Provided text:
● ● ● ● ● ● ●

But Henry Santos of Middleborough, who was a roommate of King's at Boston University in 1952, said King realized his message of harmony made him a likely victim of violence.
''People who challenge the status quo really do understand that they're taking their fate in their own hands," said Santos, who is a professor emeritus at Bridgewater State College.
In 1968, Santos was a music professor at Bridgewater State. He was giving a piano lesson at his home on Everett Street in Middleborough when he heard King had been shot in Memphis. He and his wife, Leola, ''were just devastated," he said quietly. ''We had the fear that something would happen to him, and it was just a very, very bleak day."
Thirty-six years later, Santos still is inspired by King. ''Martin used to say that unearned suffering was redemptive," he said.
But some of the problems King strived to solve remain, said Leonard C. Alkins, president of the NAACP's Boston branch. ''People are unwilling to address the issue of race," he said. ''We have to address that as the original sin, because if you don't admit that is the problem, you can't begin the healing process."

● ● ● ● ● ● ●

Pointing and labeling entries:
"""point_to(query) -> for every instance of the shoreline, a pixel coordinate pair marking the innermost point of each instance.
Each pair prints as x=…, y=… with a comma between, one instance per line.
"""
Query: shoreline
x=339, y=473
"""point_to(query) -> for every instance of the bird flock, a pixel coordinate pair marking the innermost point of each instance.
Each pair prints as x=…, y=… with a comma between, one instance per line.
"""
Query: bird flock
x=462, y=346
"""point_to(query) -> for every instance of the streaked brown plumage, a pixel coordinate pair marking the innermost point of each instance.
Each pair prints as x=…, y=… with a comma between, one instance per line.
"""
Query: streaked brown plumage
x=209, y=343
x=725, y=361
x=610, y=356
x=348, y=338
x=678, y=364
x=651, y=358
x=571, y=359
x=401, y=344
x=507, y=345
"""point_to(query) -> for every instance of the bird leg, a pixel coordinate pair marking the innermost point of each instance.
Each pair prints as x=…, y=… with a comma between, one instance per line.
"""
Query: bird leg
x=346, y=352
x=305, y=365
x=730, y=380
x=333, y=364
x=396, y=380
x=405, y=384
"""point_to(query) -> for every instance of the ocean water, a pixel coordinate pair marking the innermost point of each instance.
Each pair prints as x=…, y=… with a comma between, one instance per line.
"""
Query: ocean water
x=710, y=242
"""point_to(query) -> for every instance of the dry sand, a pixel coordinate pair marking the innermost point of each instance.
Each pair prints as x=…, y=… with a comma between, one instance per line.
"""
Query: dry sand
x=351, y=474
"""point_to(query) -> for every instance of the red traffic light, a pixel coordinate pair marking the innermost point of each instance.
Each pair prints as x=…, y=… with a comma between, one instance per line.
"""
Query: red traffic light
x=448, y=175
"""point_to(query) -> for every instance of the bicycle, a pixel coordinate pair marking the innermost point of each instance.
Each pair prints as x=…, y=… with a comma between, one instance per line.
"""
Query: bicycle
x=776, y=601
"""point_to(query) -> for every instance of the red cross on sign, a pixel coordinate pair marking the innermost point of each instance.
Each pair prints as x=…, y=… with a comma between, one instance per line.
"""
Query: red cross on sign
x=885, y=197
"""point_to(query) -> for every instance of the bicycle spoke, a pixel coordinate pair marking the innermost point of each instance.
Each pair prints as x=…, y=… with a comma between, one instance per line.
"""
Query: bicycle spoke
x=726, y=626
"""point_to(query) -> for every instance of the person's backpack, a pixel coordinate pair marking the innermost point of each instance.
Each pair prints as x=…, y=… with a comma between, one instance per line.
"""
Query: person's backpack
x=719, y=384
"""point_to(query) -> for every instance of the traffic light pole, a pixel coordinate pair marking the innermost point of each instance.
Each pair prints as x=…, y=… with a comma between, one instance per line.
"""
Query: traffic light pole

● ● ● ● ● ● ●

What to work on:
A) In the listing, update the lines starting at the one containing "dry sand, a" and ending at the one containing "x=351, y=474" by swapping "dry sand" for "wet sand". Leave everything else as it is.
B) Write what comes next in the piece on remembering Martin Luther King, picking up after its last sentence.

Results for the exercise:
A)
"""point_to(query) -> for every instance of the wet sand, a pixel coordinate pair marking the innermost point of each instance.
Each pair prints as x=…, y=… with a comma between, one instance per line.
"""
Query: wet sand
x=351, y=474

B)
Alkins, a Brockton resident and former legislative aide to ex-Senate majority leader Kevin Harrington, met King in the 1960s when he addressed a joint session of the Massachusetts Legislature. King spoke eloquently for more than an hour about the need to bring about humane conditions for all people, Alkins said. ''People were absolutely spellbound. There wasn't a sound in that chamber."
King's visit, Alkins added, came at a time when Beacon Hill was bitterly divided over a bill that later became the Racial Imbalance Act, passed in 1967, a law that was part of the effort to desegregate Boston's public schools.
''His message is still the same," Alkins said. ''We need to show more love, more understanding and learn to work with each other and judge people by who they are and not what they are."
Santos said he knew from personal experience that King was destined for greatness.
In 1952, King and Santos shared a Massachusetts Avenue apartment, as well as similar interests. King, who was working on his doctorate in theology at Boston University, loved music. Santos, an undergraduate studying music at BU, loved literature. ''I don't remember why we did it, but we once read T.S. Eliot's 'The Wasteland' into a tape recorder," he said.
Santos said that King, whom he described as an ordinary hero who accomplished extraordinary feats, would have changed the world had he lived.
''King would have been a role model for positiveness in the world, though it would be the positiveness that would rub against people," Santos said. As uncomfortable as it may seem to some, he added, tough talk about racial relations is what is needed now to realize King's dream.
''The majority group is so protected by being white that they don't realize the extent to which race cuts deeply into this society," Santos said. ''White people need to talk to white people about race."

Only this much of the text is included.